### Job
Every entry below should be reproduced exactly, with all pictures left out.

____

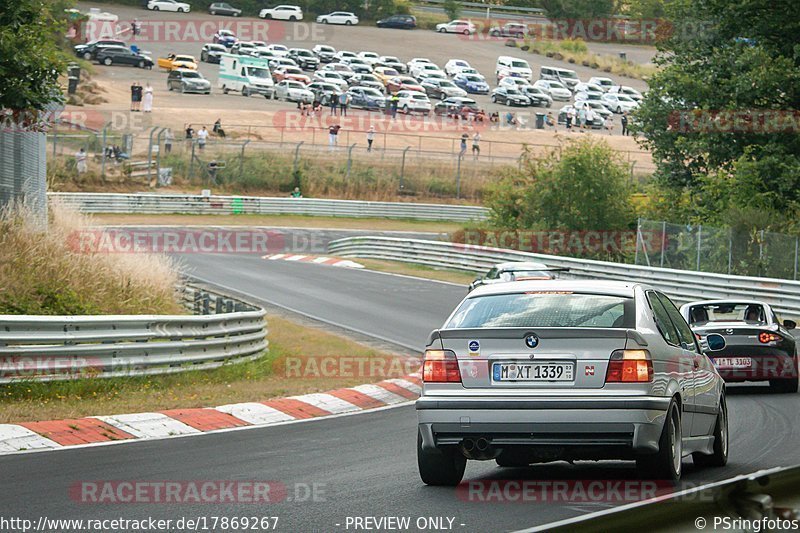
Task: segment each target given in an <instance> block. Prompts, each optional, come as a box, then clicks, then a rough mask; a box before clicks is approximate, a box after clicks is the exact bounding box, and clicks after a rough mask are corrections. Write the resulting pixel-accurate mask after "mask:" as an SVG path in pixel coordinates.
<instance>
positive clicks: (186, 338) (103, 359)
mask: <svg viewBox="0 0 800 533" xmlns="http://www.w3.org/2000/svg"><path fill="white" fill-rule="evenodd" d="M182 296H183V302H184V304H185V305H186V306H187V307H188V308H190V309H191V310H193V311H194V312H195V313H197V314H194V315H119V316H114V315H105V316H29V315H19V316H15V315H0V383H8V382H12V381H19V380H26V379H27V380H37V381H49V380H59V379H73V378H79V377H120V376H144V375H151V374H166V373H173V372H183V371H187V370H200V369H208V368H215V367H218V366H221V365H223V364H225V363H239V362H244V361H249V360H251V359H254V358H256V357H258V356H259V355H260V354H261V353H262V352H263V351H264V350H265V349H267V347H268V341H267V338H266V337H267V323H266V320H265V318H264V317H265V315H266V311H264V309H262V308H260V307H257V306H254V305H251V304H248V303H245V302H243V301H241V300H236V299H233V298H229V297H227V296H224V295H221V294H217V293H214V292H212V291H209V290H206V289H202V288H198V287H195V286H192V285H187V286H186V288H185V289H184V291H183V293H182Z"/></svg>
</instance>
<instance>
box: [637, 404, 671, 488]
mask: <svg viewBox="0 0 800 533" xmlns="http://www.w3.org/2000/svg"><path fill="white" fill-rule="evenodd" d="M682 439H683V432H682V430H681V415H680V410H679V409H678V404H677V403H675V401H672V402H671V403H670V404H669V409H667V419H666V420H665V421H664V429H663V430H662V431H661V438H660V439H659V440H658V452H657V453H654V454H652V455H644V456H642V457H638V458H637V459H636V468H637V469H638V470H639V473H640V474H641V475H642V476H643V477H646V478H650V479H665V480H667V481H671V482H673V483H675V482H677V481H678V480H680V478H681V472H682V470H683V464H682V462H683V442H682Z"/></svg>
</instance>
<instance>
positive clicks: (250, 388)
mask: <svg viewBox="0 0 800 533" xmlns="http://www.w3.org/2000/svg"><path fill="white" fill-rule="evenodd" d="M268 323H269V341H270V349H269V353H268V354H266V355H265V356H263V357H261V358H260V359H257V360H255V361H251V362H247V363H241V364H234V365H226V366H223V367H220V368H218V369H214V370H206V371H203V370H200V371H193V372H192V371H190V372H184V373H179V374H170V375H163V376H148V377H130V378H110V379H101V378H91V379H77V380H71V381H55V382H36V381H27V382H19V383H14V384H7V385H0V423H15V422H31V421H38V420H55V419H63V418H78V417H84V416H91V415H102V414H120V413H136V412H148V411H159V410H164V409H175V408H192V407H209V406H217V405H224V404H227V403H237V402H250V401H263V400H267V399H270V398H277V397H283V396H290V395H295V394H305V393H309V392H319V391H327V390H332V389H336V388H340V387H349V386H354V385H360V384H362V383H370V382H375V381H380V380H382V379H385V378H386V377H400V375H404V374H403V371H406V370H407V371H408V372H413V371H414V370H416V368H413V367H414V366H415V364H414V361H413V360H410V359H406V358H401V356H393V355H392V354H389V353H387V352H383V351H380V350H377V349H374V348H371V347H368V346H365V345H363V344H359V343H356V342H354V341H352V340H350V339H347V338H345V337H342V336H339V335H335V334H332V333H329V332H326V331H323V330H321V329H317V328H314V327H308V326H303V325H300V324H297V323H295V322H292V321H289V320H286V319H284V318H280V317H277V316H269V317H268ZM342 356H346V357H347V359H346V360H344V361H345V362H346V361H352V360H358V361H365V360H371V361H377V360H378V359H383V361H382V362H380V361H378V362H377V363H376V364H378V363H385V364H384V366H383V368H386V369H388V371H389V375H388V376H387V375H386V374H385V373H384V372H375V373H374V375H371V374H370V373H369V372H366V373H365V372H359V371H357V370H356V371H352V372H339V371H338V370H337V369H339V368H342V366H341V365H340V366H336V365H334V366H333V368H334V372H333V374H334V375H331V372H327V371H325V370H324V368H323V367H322V366H321V365H314V364H312V363H314V362H316V361H320V359H319V358H336V359H337V360H341V358H342ZM311 358H314V359H313V360H311ZM298 361H299V362H298ZM326 361H330V360H328V359H326ZM406 361H408V362H407V363H406ZM317 368H322V370H320V371H319V372H315V371H314V369H317ZM367 368H369V367H367ZM377 368H381V365H380V364H378V366H377ZM298 369H299V370H298ZM408 372H406V373H408ZM365 374H366V375H365Z"/></svg>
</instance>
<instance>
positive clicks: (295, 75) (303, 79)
mask: <svg viewBox="0 0 800 533" xmlns="http://www.w3.org/2000/svg"><path fill="white" fill-rule="evenodd" d="M272 77H273V78H274V79H275V82H276V83H278V82H281V81H283V80H294V81H299V82H300V83H305V84H306V85H308V84H309V83H311V78H309V77H308V76H307V75H305V74H304V73H303V71H302V69H300V67H291V66H285V67H280V68H276V69H275V70H274V71H273V72H272Z"/></svg>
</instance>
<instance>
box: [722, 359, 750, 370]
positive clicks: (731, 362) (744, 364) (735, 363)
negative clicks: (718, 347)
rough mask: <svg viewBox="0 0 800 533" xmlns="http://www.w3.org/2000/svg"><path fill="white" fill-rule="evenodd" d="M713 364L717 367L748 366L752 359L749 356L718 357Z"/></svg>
mask: <svg viewBox="0 0 800 533" xmlns="http://www.w3.org/2000/svg"><path fill="white" fill-rule="evenodd" d="M714 364H715V365H717V366H718V367H719V368H749V367H750V366H751V365H752V364H753V360H752V359H751V358H750V357H718V358H716V359H714Z"/></svg>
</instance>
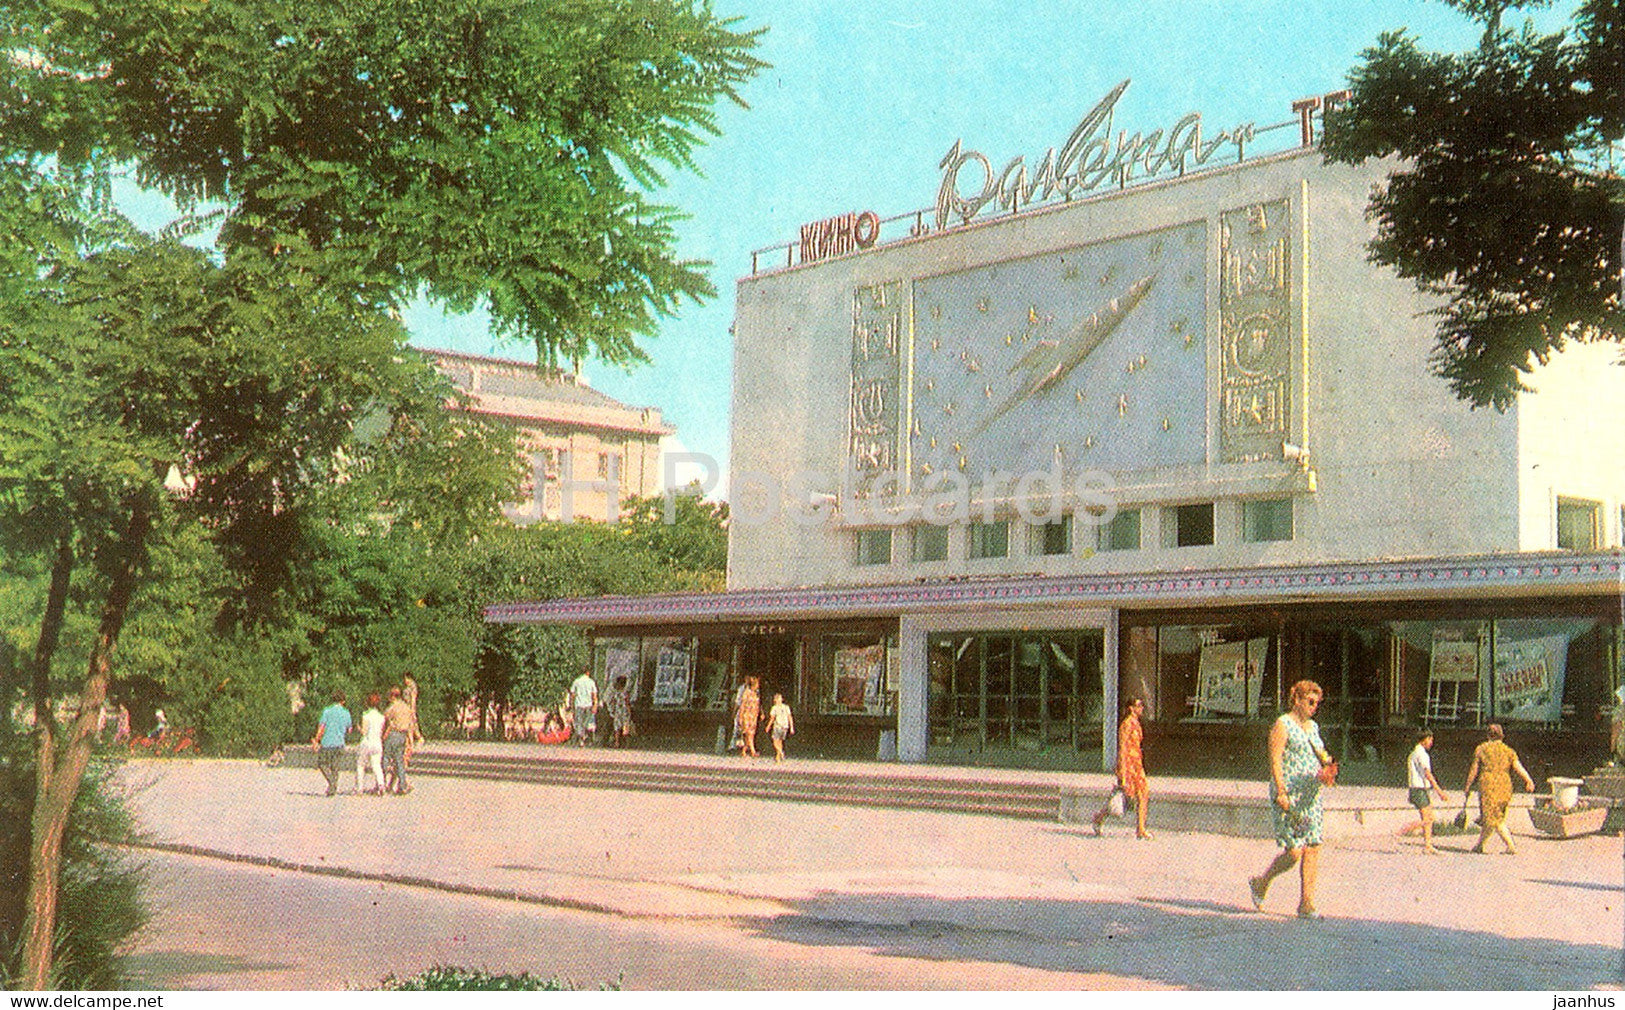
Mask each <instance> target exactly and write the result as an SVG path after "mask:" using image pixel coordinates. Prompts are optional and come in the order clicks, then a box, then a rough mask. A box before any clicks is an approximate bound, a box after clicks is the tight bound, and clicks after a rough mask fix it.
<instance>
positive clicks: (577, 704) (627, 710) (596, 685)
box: [564, 667, 634, 747]
mask: <svg viewBox="0 0 1625 1010" xmlns="http://www.w3.org/2000/svg"><path fill="white" fill-rule="evenodd" d="M564 700H565V701H567V703H569V708H570V711H572V716H574V719H572V723H570V726H572V727H574V732H572V736H574V739H575V745H577V747H585V745H587V744H588V742H590V740H591V739H593V736H596V732H598V710H600V698H598V682H596V680H593V671H591V667H582V674H580V675H578V677H577V679H575V680H572V682H570V687H569V688H567V690H565V692H564ZM603 710H604V713H606V714H608V716H609V745H611V747H624V745H626V740H627V739H629V737H630V736H632V732H634V724H632V685H630V684H629V682H627V679H626V677H616V679H614V680H613V682H611V684H609V692H608V695H606V697H604V698H603Z"/></svg>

____

### Result for this exercise
Task: segment each target given in an <instance> block. Prompts, each optional, come as a box, then clicks, then a rough mask; a box before clicks is approximate, a box after clicks is the exact bounding box, and clicks after a rough mask are corrections. Write the resulting pixel-accurate mask after "mask:" as an SVG path in pixel coordinates.
<instance>
positive clicks: (186, 338) (103, 359)
mask: <svg viewBox="0 0 800 533" xmlns="http://www.w3.org/2000/svg"><path fill="white" fill-rule="evenodd" d="M182 296H183V302H184V304H185V305H186V306H187V307H188V308H190V309H191V310H193V311H194V312H195V313H197V314H194V315H119V316H114V315H105V316H29V315H19V316H15V315H0V383H8V382H12V381H19V380H26V379H27V380H37V381H49V380H59V379H73V378H79V377H120V376H144V375H151V374H166V373H173V372H183V371H187V370H200V369H208V368H215V367H218V366H221V365H223V364H225V363H239V362H244V361H249V360H251V359H254V358H256V357H258V356H259V355H260V354H261V353H262V352H263V351H264V350H265V349H267V347H268V341H267V338H266V337H267V323H266V320H265V318H264V317H265V315H266V311H264V309H262V308H260V307H257V306H254V305H251V304H248V303H245V302H243V301H241V300H236V299H233V298H229V297H227V296H224V295H221V294H217V293H214V292H212V291H209V290H206V289H202V288H198V287H195V286H192V285H187V286H186V288H185V289H184V291H183V293H182Z"/></svg>
</instance>
<instance>
box: [637, 404, 671, 488]
mask: <svg viewBox="0 0 800 533" xmlns="http://www.w3.org/2000/svg"><path fill="white" fill-rule="evenodd" d="M682 439H683V432H682V430H681V415H680V410H679V409H678V404H677V403H675V401H672V402H671V403H670V404H669V409H667V419H666V420H665V421H664V429H663V430H662V431H661V438H660V439H659V440H658V452H657V453H654V454H652V455H644V456H642V457H638V458H637V459H636V468H637V469H638V470H639V473H640V474H641V475H642V476H643V477H646V478H650V479H665V480H667V481H671V482H673V483H675V482H677V481H678V480H680V478H681V472H682V470H683V464H682V462H683V442H682Z"/></svg>
</instance>
<instance>
positive clicks: (250, 388)
mask: <svg viewBox="0 0 800 533" xmlns="http://www.w3.org/2000/svg"><path fill="white" fill-rule="evenodd" d="M268 323H269V341H270V349H269V353H268V354H266V355H265V356H263V357H261V358H260V359H257V360H255V361H251V362H247V363H241V364H234V365H226V366H223V367H220V368H218V369H214V370H206V371H203V370H200V371H193V372H192V371H190V372H184V373H179V374H170V375H163V376H148V377H130V378H110V379H101V378H91V379H77V380H71V381H55V382H36V381H27V382H19V383H14V384H7V385H0V423H15V422H31V421H38V420H55V419H63V418H78V417H84V416H91V415H102V414H120V413H136V412H148V411H159V410H164V409H175V408H192V407H209V406H217V405H224V404H227V403H237V402H250V401H263V400H267V399H270V398H277V397H283V396H290V395H295V394H305V393H309V392H319V391H327V390H332V389H336V388H340V387H349V386H354V385H360V384H362V383H370V382H375V381H380V380H382V379H385V378H386V377H400V375H404V374H403V371H406V370H407V371H408V372H413V371H414V370H416V368H413V367H414V366H415V364H414V361H413V360H410V359H406V358H401V356H393V355H392V354H389V353H387V352H383V351H380V350H377V349H374V348H371V347H368V346H365V345H363V344H359V343H356V342H354V341H352V340H350V339H347V338H345V337H342V336H339V335H335V334H332V333H329V332H326V331H323V330H321V329H317V328H314V327H308V326H303V325H300V324H297V323H295V322H292V321H289V320H286V319H284V318H280V317H277V316H269V317H268ZM342 356H346V357H347V359H346V360H344V361H345V362H346V361H352V360H358V361H365V360H371V361H377V360H378V359H383V361H382V362H380V361H378V362H377V363H376V364H378V363H385V364H384V366H383V368H386V369H388V371H389V375H388V376H387V375H386V374H385V373H384V372H375V373H374V375H371V374H370V373H369V372H366V373H365V372H359V371H357V370H356V371H352V372H339V371H338V370H337V369H339V368H342V366H341V365H340V366H336V365H334V366H333V368H334V372H333V374H334V375H331V372H327V371H325V370H324V368H323V367H322V366H321V365H314V364H312V363H314V362H316V361H320V359H319V358H336V359H337V360H341V358H342ZM311 358H314V359H313V360H311ZM298 361H299V362H298ZM326 361H330V360H328V359H326ZM406 361H408V362H407V363H406ZM317 368H322V370H320V371H319V372H315V371H314V369H317ZM367 368H369V367H367ZM377 368H381V365H380V364H378V366H377ZM298 369H299V370H298ZM408 372H406V373H408ZM365 374H366V375H365Z"/></svg>
</instance>
<instance>
positive clicks: (295, 75) (303, 79)
mask: <svg viewBox="0 0 800 533" xmlns="http://www.w3.org/2000/svg"><path fill="white" fill-rule="evenodd" d="M272 77H273V78H274V79H275V82H276V83H278V82H281V81H283V80H294V81H299V82H300V83H305V84H306V85H308V84H309V83H311V78H309V77H308V76H307V75H305V74H304V73H303V71H302V69H300V67H291V66H285V67H280V68H276V69H275V70H274V71H273V72H272Z"/></svg>
</instance>
<instance>
box: [722, 359, 750, 370]
positive clicks: (731, 362) (744, 364) (735, 363)
negative clicks: (718, 347)
rough mask: <svg viewBox="0 0 800 533" xmlns="http://www.w3.org/2000/svg"><path fill="white" fill-rule="evenodd" d="M713 364L717 367L748 366L752 359L749 356L718 357Z"/></svg>
mask: <svg viewBox="0 0 800 533" xmlns="http://www.w3.org/2000/svg"><path fill="white" fill-rule="evenodd" d="M714 364H715V365H717V366H718V367H719V368H749V367H750V366H751V365H752V364H753V360H752V359H751V358H750V357H718V358H716V359H714Z"/></svg>
</instance>
Mask each <instance> target exactly and write the result as an SVG path after "mask:" using image pixel coordinates. Prompts are optional and come in the order clicks, then a box, then a rough mask. A box before any clicks is an approximate bound, a box after clicks is the tight bound, and clicks after a rough mask fix it.
<instance>
positive clicks: (577, 704) (627, 710) (596, 685)
box: [564, 667, 634, 747]
mask: <svg viewBox="0 0 1625 1010" xmlns="http://www.w3.org/2000/svg"><path fill="white" fill-rule="evenodd" d="M564 700H565V701H567V703H569V708H570V711H572V716H574V719H572V723H570V726H572V727H574V732H572V736H574V739H575V745H577V747H585V745H587V744H588V742H590V740H591V739H593V736H596V732H598V710H600V698H598V682H596V680H593V671H591V667H582V674H580V675H578V677H577V679H575V680H572V682H570V687H569V688H567V690H565V692H564ZM603 710H604V713H606V714H608V716H609V745H611V747H624V745H626V740H627V739H629V737H630V736H632V732H634V724H632V685H630V684H629V682H627V679H626V677H616V679H614V680H613V682H611V684H609V692H608V695H606V697H604V698H603Z"/></svg>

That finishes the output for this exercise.